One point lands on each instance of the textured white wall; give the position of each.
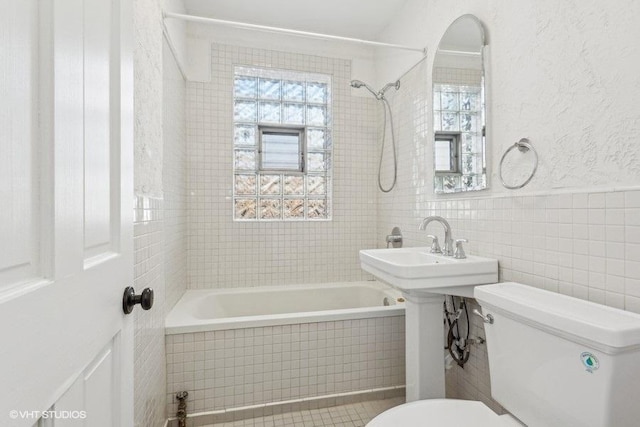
(147, 61)
(160, 215)
(564, 75)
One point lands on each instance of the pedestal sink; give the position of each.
(424, 278)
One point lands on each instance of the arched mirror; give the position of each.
(459, 109)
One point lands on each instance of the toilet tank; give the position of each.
(555, 360)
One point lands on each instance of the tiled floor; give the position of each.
(352, 415)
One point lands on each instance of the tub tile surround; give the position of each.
(581, 242)
(348, 415)
(256, 366)
(149, 325)
(224, 253)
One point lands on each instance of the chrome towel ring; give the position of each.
(524, 146)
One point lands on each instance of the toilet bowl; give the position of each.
(554, 361)
(442, 412)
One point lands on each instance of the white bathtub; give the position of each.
(223, 309)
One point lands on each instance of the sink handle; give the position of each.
(459, 252)
(435, 246)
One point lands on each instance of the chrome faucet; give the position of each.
(448, 240)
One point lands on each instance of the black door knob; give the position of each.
(130, 299)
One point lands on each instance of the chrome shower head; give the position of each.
(357, 84)
(386, 87)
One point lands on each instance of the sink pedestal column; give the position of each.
(424, 346)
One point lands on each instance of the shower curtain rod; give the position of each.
(243, 25)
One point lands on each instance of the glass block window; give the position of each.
(457, 117)
(282, 146)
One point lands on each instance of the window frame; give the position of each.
(284, 130)
(454, 149)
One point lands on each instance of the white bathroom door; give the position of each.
(66, 205)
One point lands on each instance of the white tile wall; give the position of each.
(160, 242)
(576, 242)
(223, 253)
(174, 180)
(149, 362)
(237, 368)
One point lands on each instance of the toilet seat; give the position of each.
(442, 412)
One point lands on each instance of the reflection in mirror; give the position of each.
(459, 108)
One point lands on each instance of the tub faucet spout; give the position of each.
(448, 240)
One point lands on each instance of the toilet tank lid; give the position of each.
(607, 328)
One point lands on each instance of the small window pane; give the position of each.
(270, 185)
(294, 208)
(244, 135)
(316, 115)
(245, 184)
(293, 114)
(270, 209)
(269, 89)
(270, 112)
(293, 91)
(245, 209)
(294, 185)
(316, 162)
(317, 209)
(245, 160)
(280, 150)
(244, 111)
(245, 87)
(317, 93)
(316, 185)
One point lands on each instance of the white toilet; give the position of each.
(555, 361)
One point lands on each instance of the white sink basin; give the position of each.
(416, 270)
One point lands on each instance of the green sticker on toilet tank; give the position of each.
(590, 361)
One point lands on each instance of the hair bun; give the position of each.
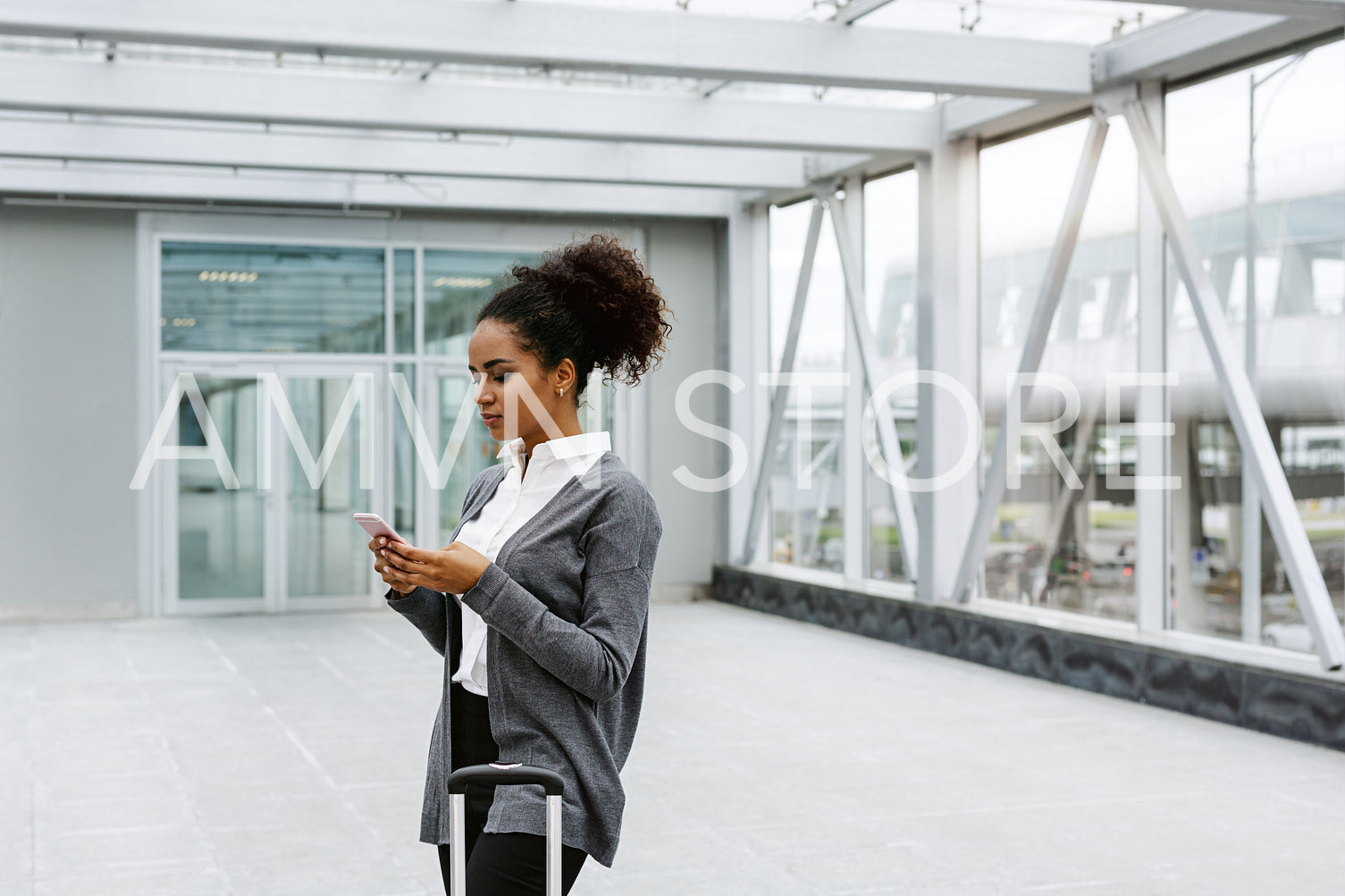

================================

▸ WORK REQUIRED
Rename every "chrome" in the records to "brushed nickel" and give all the records again with nothing else changed. Leave the pictures out.

▸ TASK RESPONSE
One point lands on each instance of the textured white wall; give the position of each.
(147, 61)
(160, 215)
(564, 75)
One point lands on each instance of the pedestal sink; give the position of each.
(424, 278)
One point lands on each instance of the arched mirror; give the position of each.
(459, 109)
One point lands on each instance of the toilet tank; give the position of each.
(555, 360)
One point lands on each instance of the tiled floor; give the position of each.
(352, 415)
One point lands on each instance of the tub tile surround; give the position of each.
(581, 242)
(348, 415)
(256, 366)
(149, 325)
(224, 253)
One point lands on each instance of the brushed nickel towel ring; give the position of each.
(524, 146)
One point lands on each instance of the toilet bowl; give the position of each.
(554, 361)
(442, 412)
One point lands on each instance of the white bathtub; give the position of each.
(223, 309)
One point lands on each instance of the sink handle; give the position of each.
(459, 252)
(435, 246)
One point lands on each instance of the brushed nickel faucet; give the position of each.
(448, 240)
One point lands on each instance of the black door knob; give the position of each.
(130, 299)
One point lands on each instance of the brushed nickel shower head; give the position of each.
(357, 84)
(386, 87)
One point lands on each instance of the sink pedestal column; give the position of each.
(424, 346)
One point lands on each instance of the shower curtain rod; give the position of each.
(243, 25)
One point lands on each instance of the glass block window; give the position of each.
(457, 117)
(282, 146)
One point lands on each instance of the window frame; give the position of each.
(284, 130)
(454, 149)
One point lands on each instance of the white bathroom door; give the position of each.
(66, 205)
One point lands on each instance of the white tile wall; give the position of each.
(160, 242)
(576, 242)
(223, 253)
(174, 180)
(149, 362)
(237, 368)
One point lands on each instance of the toilet seat; give the position of each.
(442, 412)
One point lands on each instance of the reflection in mirror; give the position of each.
(459, 108)
One point lands on each instance of the tub faucet spout; give the position of each.
(448, 240)
One point lands on each instance of the toilet tank lid; give the position of each.
(607, 328)
One point lands on each instance of the small window pane; give the position of each.
(270, 185)
(294, 208)
(244, 135)
(316, 115)
(245, 184)
(293, 114)
(270, 209)
(269, 89)
(270, 112)
(293, 91)
(245, 209)
(294, 185)
(316, 162)
(317, 209)
(245, 160)
(280, 150)
(244, 111)
(245, 87)
(317, 93)
(316, 185)
One point lands on each instance of the white toilet; give the position of each.
(555, 361)
One point lands on each instance of the white sink basin; give the position of each.
(416, 270)
One point lands on each instance of the green sticker on toilet tank; give the position of each.
(590, 361)
One point lands on each instance of the hair bun; give the position of each.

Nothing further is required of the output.